2. **Walking**: Python basics and small data
3. **Running**: Databases and bigger datasets  
4. **Flying**: Big Data tools and distributed computing
5. **Soaring**: Real projects and professional skills

**Ready to become a Big Data superhero? Let's start! 🦸‍♂️**

---

> 💡 **Learning Tip**: Each section builds on the previous one. Don't skip ahead - master each level first!

## 📚 Section 1: What is Data and Why it Matters

### Let's Start Simple! 🧸

Imagine you have a toy box. Inside, you have:
- 5 red cars
- 3 blue trucks  
- 2 yellow airplanes
- 7 green soldiers

When you **count** and **write down** what you have, that's **DATA**!

### Real-Life Data Examples:
- **Your video game scores**: Mario Kart times, Pokemon you caught
- **School stuff**: Test grades, how many books you read
- **Family data**: Heights, birthdays, favorite foods
- **YouTube**: Views, likes, comments on videos

### Why Data is Like a Superpower 🦸‍♀️

Data helps us:
- **Make better decisions** (Which game should I buy next?)
- **Find patterns** (I always do better on math tests after breakfast!)
- **Predict things** (If it's cloudy, it might rain)
- **Solve problems** (Why is my phone battery dying so fast?)

### 🎯 Your First Mission:
Think about data in YOUR life. What do you count or measure every day?

In [None]:
# Let's practice with data from your life!
# Fill in YOUR numbers below:

print("=== MY PERSONAL DATA ===")
print("My age:", 10)  # Replace with your age
print("My favorite number:", 7)  # Replace with your favorite number
print("Books I read this month:", 3)  # Replace with your number
print("Hours I sleep:", 8)  # Replace with your number
print("Pets I have:", 1)  # Replace with your number

# Let's do some simple math with YOUR data
age = 10  # Replace with your age
favorite_number = 7  # Replace with your favorite number

print("\n=== FUN CALCULATIONS ===")
^^^^^^^^
▶ [Prompt 1] Please substitute "timber deck" for "wooden deck" in the rows starting at the one containing "Report one point per instance of the wooden deck" and ending at the one containing "[(246, 311)]". Return only those rows, with everything else unchanged.

▶ [Source data]
^^^^^^^^
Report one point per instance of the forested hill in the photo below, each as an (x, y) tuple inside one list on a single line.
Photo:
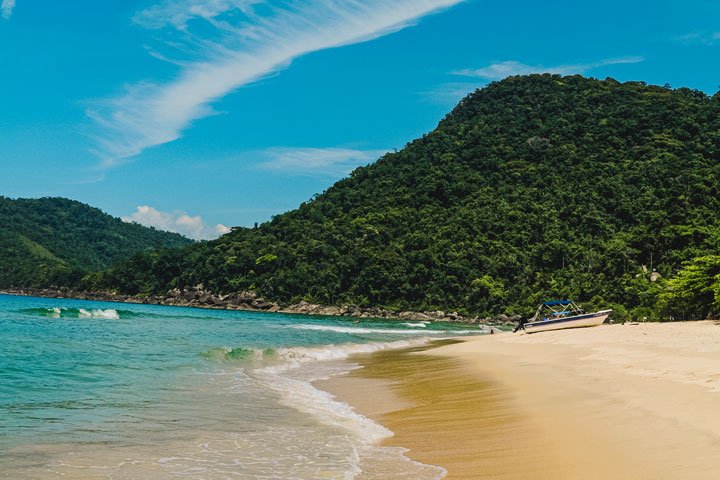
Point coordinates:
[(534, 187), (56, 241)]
^^^^^^^^
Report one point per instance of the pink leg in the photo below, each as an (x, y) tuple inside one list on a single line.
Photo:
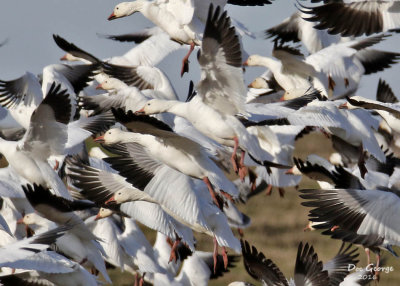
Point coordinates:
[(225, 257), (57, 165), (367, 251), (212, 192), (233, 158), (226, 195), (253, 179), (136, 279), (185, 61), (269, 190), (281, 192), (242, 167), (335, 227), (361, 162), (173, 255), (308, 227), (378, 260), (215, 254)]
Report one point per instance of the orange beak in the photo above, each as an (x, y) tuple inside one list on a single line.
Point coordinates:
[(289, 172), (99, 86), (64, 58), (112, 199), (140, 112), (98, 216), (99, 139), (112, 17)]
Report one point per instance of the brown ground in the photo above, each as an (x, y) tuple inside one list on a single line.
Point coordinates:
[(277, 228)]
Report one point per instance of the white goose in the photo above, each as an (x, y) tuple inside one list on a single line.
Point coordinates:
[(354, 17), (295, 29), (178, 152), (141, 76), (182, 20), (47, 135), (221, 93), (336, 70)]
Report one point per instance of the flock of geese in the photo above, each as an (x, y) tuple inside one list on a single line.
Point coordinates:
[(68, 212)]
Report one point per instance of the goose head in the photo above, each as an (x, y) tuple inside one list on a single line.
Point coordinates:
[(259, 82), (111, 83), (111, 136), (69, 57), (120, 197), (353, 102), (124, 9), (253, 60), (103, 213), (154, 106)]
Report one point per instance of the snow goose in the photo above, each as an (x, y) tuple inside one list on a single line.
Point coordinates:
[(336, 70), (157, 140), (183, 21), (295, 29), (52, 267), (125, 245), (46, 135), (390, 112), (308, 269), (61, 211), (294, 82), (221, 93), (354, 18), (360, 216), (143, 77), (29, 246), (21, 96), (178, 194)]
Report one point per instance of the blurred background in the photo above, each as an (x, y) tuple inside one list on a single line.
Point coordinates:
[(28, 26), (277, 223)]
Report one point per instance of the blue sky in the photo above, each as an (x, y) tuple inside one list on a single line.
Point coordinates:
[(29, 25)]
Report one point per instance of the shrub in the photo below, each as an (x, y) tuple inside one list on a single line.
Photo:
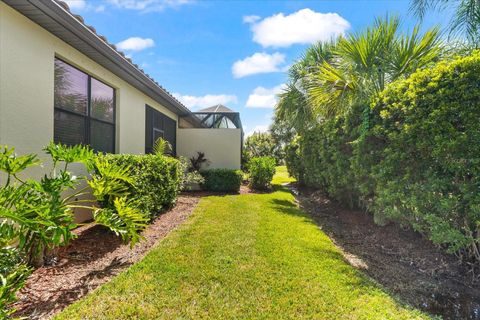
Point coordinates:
^^^^^^^^
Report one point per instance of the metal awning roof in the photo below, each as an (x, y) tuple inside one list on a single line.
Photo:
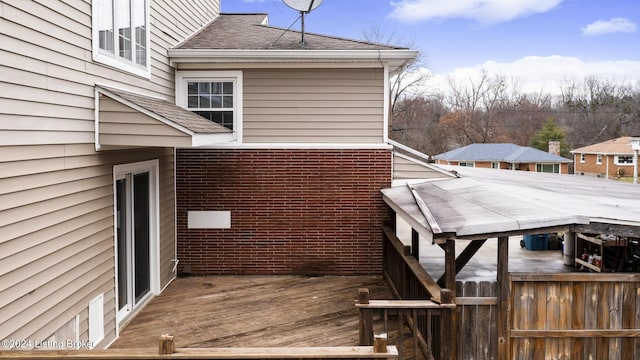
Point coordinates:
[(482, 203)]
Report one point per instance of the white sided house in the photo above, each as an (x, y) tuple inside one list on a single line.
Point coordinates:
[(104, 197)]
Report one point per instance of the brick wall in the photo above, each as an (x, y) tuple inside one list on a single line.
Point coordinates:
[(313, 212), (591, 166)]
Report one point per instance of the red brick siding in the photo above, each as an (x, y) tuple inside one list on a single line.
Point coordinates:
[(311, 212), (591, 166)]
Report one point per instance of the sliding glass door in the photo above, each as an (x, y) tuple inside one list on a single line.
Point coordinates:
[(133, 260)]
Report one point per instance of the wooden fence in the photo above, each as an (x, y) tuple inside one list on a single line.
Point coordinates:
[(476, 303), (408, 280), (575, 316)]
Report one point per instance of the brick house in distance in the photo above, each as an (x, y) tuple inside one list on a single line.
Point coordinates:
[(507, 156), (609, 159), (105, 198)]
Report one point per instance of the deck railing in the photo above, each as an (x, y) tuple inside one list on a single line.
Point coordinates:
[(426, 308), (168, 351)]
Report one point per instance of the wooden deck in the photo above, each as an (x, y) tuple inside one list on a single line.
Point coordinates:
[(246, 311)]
^^^^^^^^
▶ [Prompt 2] Copy the Big Data tutorial word for word, starting at "- **Find patterns**" and ending at "measure every day?".

▶ [Full output 1]
Report one point per instance of the timber deck in the photo above, each as an (x, y) tuple inside one list on a single line.
Point coordinates:
[(246, 311)]

▶ [Full output 2]
- **Find patterns** (I always do better on math tests after breakfast!)
- **Predict things** (If it's cloudy, it might rain)
- **Solve problems** (Why is my phone battery dying so fast?)

### 🎯 Your First Mission:
Think about data in YOUR life. What do you count or measure every day?